• Stated task:
Reproduce all of the material below, substituting "footpath" for every "sidewalk" and keeping everything else unchanged. Leave the pictures out of your version.

[Data drawn from a collection]
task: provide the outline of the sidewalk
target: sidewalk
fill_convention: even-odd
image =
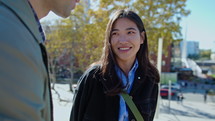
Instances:
[[[69,121],[73,94],[68,84],[56,84],[52,90],[55,121]],[[158,118],[154,121],[215,121],[215,103],[201,103],[184,100],[183,103],[160,101]]]
[[[215,121],[215,103],[162,100],[154,121]]]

• Problem solution:
task: provide the outline of the footpath
target: footpath
fill_convention: even-odd
image =
Instances:
[[[69,121],[73,94],[68,84],[56,84],[52,90],[55,121]],[[158,118],[154,121],[215,121],[215,103],[201,103],[184,100],[183,103],[160,101]]]
[[[215,121],[215,103],[162,100],[154,121]]]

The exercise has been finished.